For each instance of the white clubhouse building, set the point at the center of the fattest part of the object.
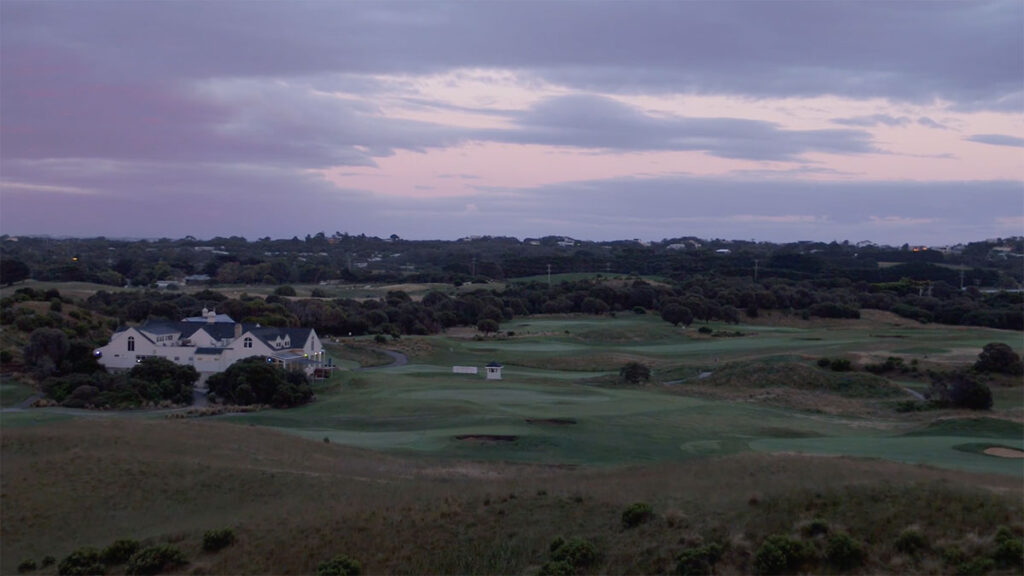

┄┄┄┄┄┄┄┄┄┄

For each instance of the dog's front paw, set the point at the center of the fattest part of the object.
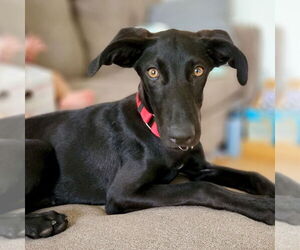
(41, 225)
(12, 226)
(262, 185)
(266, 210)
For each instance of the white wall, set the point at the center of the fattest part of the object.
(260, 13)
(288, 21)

┄┄┄┄┄┄┄┄┄┄

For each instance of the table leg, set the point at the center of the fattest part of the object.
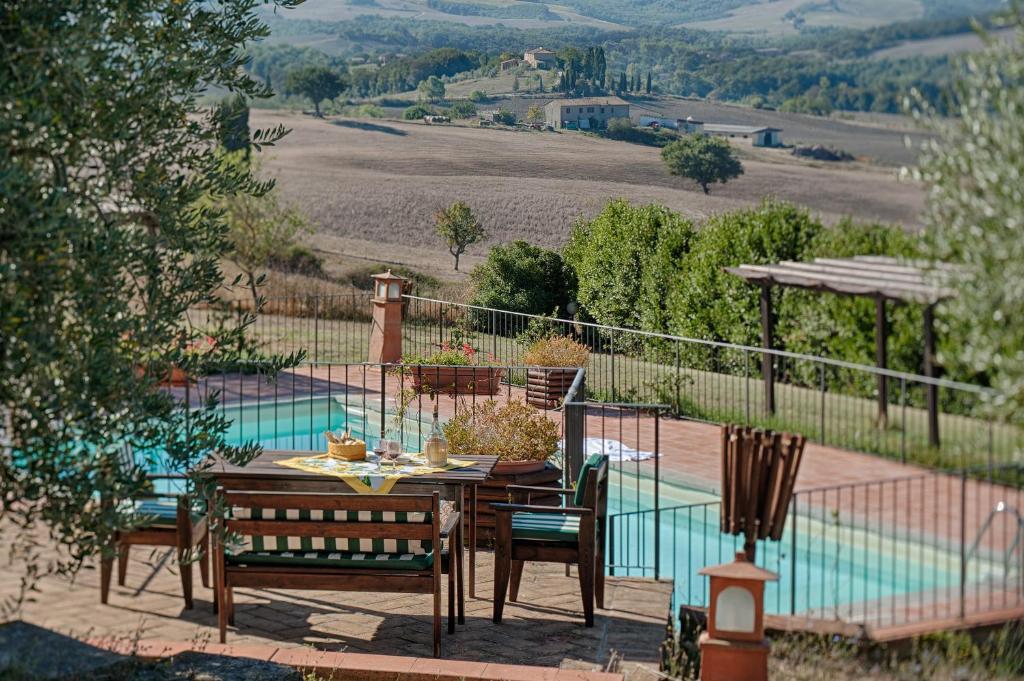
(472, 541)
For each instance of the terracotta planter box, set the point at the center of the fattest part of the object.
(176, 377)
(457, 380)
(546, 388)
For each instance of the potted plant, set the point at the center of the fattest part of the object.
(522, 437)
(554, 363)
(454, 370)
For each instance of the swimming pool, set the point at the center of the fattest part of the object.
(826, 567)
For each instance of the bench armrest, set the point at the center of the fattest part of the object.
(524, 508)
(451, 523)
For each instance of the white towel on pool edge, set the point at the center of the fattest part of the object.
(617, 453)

┄┄┄┄┄┄┄┄┄┄

» Work to be completed
Copy out every row above that contains the word "each", counting only matches with the same uppercase and lowercase letters.

» Output of the exercise
For each instance of the white clubhouse building, set the point at the center of the fattest part of the object.
For each instance of the dog's front paw, set the point at the center of the fattest part of the object.
For each instance of the white wall, set the point at the center of the fattest part of the object.
For each instance of the table leg, set the point at the center of the fattest part of the object.
For each instance of the terracotta planter box, set the point at the center of the fattest part of the object.
For each instance of the potted plant, set the point at the center of the fattest part of the object.
For each instance of the swimming pool, set the point at the center of the fattest part of the object.
For each instance of the bench armrest, set the point at the center of the fattest part of the object.
For each instance of the white towel on pool edge, set the point at the center of the fattest part of the object.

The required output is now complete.